**ACTIONS TO TAKE:**
A. In the forum comment on conversation, what does the writer say most people don't like as a friend?
B. Restate the forum comment on conversation starting at "First, I stopped" and ending at "out of quantity.", with "carpet" changed to "doormat".
C. Write the next part of the forum comment on conversation, picking up after its last sentence.

**READING TEXT:**

Saving the Lost Art of Conversation - zt
http://www.theatlantic.com/magazine/archive/2014/01/the-eavesdropper/355727/
======
moron4hire
If you find yourself having dull conversations, stop socializing with dull
people.

My entire quality of life improved dramatically when I stopped going to the
same, old wells for my friendships.

First, I stopped trying to be friends with everyone I met. Not everyone is
going to fit in your life. I don't mean that there will be arguments, just
that things you find interesting won't be interesting to some other people as
it would be to some other-other people. So, the pursuit of making everyone
like me required that I focus on their interests and be deferential to them.
Well, turns out, most people don't like a carpet as a friend. It's far better
to be interesting yourself, in some specific way, forgo the potential
friendships that don't "get you", and cultivate the ones that do. In other
words, I was trying to make quality out of everything, which is impossible.
It's better to winnow quality out of quantity.

**RECORD EXTRACTS:**
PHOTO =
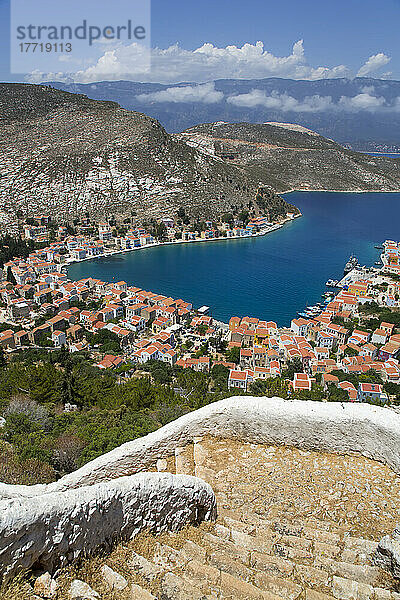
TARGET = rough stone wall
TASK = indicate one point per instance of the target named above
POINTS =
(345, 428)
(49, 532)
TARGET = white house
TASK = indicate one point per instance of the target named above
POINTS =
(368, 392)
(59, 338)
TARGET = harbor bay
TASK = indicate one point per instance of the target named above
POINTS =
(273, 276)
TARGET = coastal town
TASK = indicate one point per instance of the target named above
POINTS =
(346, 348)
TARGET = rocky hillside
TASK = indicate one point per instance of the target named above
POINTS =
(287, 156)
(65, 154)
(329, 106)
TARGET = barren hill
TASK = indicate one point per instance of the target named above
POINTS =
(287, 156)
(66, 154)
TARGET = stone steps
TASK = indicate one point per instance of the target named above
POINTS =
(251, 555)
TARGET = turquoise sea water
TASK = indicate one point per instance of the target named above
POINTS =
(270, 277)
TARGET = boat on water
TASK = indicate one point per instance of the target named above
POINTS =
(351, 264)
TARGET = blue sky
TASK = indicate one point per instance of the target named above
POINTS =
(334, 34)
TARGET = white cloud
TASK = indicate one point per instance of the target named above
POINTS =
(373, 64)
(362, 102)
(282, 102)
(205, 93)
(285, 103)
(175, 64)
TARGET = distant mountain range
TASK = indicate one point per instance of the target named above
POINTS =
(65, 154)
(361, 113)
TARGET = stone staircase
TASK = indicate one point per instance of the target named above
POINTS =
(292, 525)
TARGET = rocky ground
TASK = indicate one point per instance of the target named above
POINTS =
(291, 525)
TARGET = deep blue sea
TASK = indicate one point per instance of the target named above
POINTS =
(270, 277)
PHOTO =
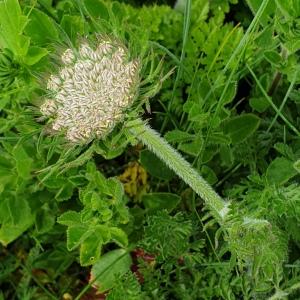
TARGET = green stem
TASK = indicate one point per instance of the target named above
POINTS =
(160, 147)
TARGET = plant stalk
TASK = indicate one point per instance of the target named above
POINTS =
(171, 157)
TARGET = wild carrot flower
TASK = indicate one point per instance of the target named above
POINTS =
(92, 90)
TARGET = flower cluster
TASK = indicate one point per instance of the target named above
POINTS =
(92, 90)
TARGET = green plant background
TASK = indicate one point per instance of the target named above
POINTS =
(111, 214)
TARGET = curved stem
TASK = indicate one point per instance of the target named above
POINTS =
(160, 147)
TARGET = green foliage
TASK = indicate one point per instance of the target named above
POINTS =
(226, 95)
--
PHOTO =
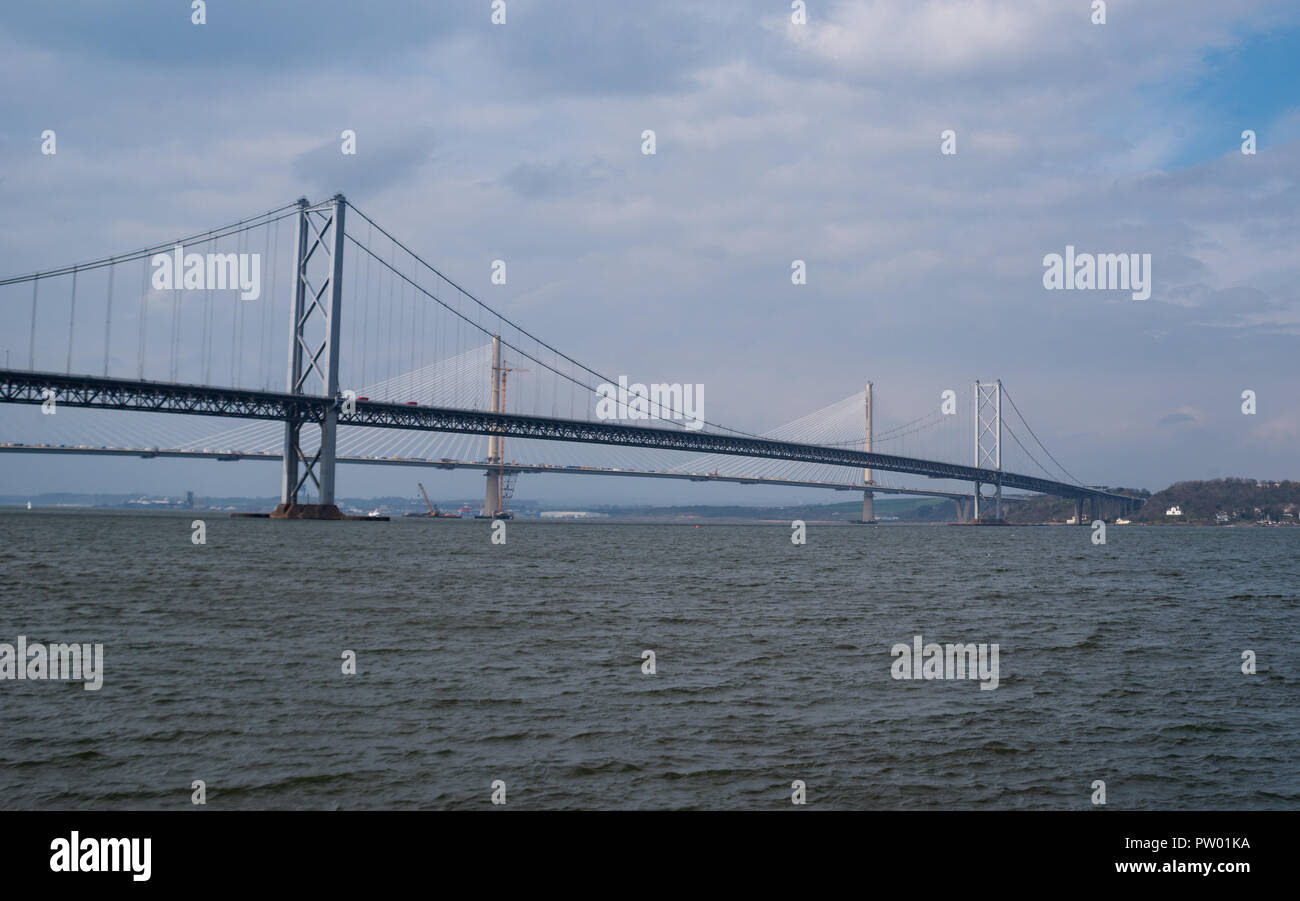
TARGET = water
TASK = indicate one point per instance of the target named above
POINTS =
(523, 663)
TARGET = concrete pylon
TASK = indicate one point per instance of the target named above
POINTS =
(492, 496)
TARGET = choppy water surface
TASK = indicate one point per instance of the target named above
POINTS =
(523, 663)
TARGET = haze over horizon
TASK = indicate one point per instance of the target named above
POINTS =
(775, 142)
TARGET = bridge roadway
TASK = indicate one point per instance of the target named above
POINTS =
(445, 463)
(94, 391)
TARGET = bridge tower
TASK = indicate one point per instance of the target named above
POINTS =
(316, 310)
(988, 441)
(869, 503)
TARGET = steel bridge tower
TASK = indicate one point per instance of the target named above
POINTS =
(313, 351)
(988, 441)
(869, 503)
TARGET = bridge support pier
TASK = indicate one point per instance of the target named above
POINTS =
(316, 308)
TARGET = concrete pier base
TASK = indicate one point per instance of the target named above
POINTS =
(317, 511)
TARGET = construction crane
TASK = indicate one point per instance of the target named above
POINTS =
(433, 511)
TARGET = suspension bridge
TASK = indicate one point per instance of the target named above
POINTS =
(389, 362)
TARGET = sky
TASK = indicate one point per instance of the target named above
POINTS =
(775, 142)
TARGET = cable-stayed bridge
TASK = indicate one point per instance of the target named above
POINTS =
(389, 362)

**OUTPUTS BY TASK:**
A. A carpet.

B.
First, I stopped trying to be friends with everyone I met. Not everyone is
going to fit in your life. I don't mean that there will be arguments, just
that things you find interesting won't be interesting to some other people as
it would be to some other-other people. So, the pursuit of making everyone
like me required that I focus on their interests and be deferential to them.
Well, turns out, most people don't like a doormat as a friend. It's far better
to be interesting yourself, in some specific way, forgo the potential
friendships that don't "get you", and cultivate the ones that do. In other
words, I was trying to make quality out of everything, which is impossible.
It's better to winnow quality out of quantity.

C.
Second, I stopped prioritizing friendship based on length-of-time. Most of the
kids I grew up with grew apart in college, as people do, but afterwards we
clung to this idea that we were once friends, thus should always be friends.
It became a serious issue of clashing ideologies, and I realized that, if we
had met today, we would have been much more polite to each other than we had
come to be, and we would not be trying to spend a lot of time with each other.
This notion of eternal friendship was exactly the reason why we were arguing
so much all the time. It made us refuse to see the differences between us.

I just stopped spending effort on relationships that weren't going anywhere.
The interesting people who were interested in me were out there. I just had to
find them. Once found, the conversation was, of course, interesting.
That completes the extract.